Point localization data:
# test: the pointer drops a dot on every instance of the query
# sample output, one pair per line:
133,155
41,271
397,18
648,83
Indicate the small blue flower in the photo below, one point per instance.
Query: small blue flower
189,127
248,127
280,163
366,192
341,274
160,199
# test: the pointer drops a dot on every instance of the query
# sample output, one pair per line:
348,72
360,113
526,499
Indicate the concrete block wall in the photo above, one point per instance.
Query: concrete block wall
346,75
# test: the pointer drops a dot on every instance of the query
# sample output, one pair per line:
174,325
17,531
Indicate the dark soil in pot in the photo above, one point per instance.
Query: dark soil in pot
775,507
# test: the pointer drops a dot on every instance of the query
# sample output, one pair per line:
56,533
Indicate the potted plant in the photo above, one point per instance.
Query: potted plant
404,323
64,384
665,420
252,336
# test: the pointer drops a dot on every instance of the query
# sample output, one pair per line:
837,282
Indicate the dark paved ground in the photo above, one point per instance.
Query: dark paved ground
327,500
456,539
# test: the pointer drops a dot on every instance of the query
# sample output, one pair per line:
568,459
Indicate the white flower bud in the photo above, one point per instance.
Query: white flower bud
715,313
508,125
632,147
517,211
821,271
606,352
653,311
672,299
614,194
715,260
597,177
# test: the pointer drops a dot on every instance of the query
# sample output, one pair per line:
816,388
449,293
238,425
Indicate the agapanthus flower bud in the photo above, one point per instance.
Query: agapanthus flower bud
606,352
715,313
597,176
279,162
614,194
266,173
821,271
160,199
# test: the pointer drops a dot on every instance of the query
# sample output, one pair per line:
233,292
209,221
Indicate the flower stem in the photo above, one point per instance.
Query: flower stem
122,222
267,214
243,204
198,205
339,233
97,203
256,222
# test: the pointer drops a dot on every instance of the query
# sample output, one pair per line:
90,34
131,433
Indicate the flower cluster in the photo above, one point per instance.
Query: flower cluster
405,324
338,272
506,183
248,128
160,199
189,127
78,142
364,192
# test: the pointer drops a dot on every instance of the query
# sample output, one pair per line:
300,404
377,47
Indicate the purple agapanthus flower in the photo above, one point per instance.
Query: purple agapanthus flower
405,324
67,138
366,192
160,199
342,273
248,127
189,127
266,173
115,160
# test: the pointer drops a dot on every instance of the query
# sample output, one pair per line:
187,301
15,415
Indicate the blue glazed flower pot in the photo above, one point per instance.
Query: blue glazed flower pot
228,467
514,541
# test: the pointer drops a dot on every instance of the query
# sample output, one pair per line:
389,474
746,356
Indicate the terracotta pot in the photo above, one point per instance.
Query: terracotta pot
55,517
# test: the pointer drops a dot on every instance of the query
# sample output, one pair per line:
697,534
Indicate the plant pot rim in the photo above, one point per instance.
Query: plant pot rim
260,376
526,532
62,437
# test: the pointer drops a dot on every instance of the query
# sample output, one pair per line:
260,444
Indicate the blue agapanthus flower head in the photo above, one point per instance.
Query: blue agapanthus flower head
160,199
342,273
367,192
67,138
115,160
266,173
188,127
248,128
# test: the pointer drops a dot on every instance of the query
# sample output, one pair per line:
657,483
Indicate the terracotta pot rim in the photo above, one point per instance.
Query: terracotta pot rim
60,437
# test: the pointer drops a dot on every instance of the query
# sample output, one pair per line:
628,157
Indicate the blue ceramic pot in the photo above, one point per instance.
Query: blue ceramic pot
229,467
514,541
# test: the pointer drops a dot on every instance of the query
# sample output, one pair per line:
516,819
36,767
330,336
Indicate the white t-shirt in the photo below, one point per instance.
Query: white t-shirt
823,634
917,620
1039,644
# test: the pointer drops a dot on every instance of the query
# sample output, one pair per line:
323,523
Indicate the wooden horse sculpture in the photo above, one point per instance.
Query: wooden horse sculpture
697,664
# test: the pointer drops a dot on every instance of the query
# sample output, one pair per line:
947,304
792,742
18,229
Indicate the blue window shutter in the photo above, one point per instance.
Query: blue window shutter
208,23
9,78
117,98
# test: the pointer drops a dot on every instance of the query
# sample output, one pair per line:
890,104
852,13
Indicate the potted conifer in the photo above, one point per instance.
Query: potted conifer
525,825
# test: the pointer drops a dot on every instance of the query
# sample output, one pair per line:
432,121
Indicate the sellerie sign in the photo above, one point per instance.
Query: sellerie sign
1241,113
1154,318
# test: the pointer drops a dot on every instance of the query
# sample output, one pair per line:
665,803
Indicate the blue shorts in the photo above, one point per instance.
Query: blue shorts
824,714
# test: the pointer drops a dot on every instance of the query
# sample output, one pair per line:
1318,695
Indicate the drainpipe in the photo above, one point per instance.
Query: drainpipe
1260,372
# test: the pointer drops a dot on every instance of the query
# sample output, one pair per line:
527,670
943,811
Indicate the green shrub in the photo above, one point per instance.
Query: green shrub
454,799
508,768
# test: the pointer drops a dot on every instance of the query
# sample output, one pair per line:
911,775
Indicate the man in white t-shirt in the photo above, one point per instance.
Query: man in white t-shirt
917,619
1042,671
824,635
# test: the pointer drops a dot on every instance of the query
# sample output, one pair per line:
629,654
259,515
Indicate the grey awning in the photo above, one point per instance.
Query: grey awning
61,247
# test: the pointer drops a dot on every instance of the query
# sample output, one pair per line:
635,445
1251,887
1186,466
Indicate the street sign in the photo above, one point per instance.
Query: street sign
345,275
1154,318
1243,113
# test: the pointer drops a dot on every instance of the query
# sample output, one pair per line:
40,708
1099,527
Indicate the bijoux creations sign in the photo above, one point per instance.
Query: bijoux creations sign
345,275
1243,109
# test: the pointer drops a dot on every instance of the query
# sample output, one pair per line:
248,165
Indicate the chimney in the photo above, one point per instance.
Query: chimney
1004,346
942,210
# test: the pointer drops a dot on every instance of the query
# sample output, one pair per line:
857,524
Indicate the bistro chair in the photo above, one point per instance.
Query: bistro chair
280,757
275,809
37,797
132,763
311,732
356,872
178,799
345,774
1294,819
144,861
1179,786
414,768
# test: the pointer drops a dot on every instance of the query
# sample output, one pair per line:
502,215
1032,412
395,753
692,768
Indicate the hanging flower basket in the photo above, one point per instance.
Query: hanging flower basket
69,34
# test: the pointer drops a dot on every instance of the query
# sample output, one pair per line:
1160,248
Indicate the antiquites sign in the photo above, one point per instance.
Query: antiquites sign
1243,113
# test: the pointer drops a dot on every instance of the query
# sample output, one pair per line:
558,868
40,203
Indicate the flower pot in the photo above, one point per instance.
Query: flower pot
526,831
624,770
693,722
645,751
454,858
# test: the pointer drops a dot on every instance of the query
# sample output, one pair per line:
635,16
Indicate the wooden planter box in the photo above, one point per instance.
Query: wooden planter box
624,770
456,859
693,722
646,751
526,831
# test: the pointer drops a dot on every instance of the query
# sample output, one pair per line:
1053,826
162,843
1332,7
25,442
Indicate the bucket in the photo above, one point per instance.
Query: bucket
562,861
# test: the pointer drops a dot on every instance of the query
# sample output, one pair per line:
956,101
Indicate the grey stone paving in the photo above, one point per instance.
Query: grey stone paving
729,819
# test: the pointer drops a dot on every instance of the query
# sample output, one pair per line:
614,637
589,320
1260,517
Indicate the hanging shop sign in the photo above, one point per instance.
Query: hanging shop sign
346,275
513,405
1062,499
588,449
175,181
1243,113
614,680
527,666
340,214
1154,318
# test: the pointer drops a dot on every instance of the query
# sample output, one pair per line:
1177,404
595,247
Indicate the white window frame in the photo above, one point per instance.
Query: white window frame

### TASK DIRECTIONS
From the records above, copy each line that contains the word "below".

### ANSWER TO THE EXERCISE
Indicate the small blue flower in the photo below, one point per instance.
Indicate the white t-shirt in the photo below, one point per instance.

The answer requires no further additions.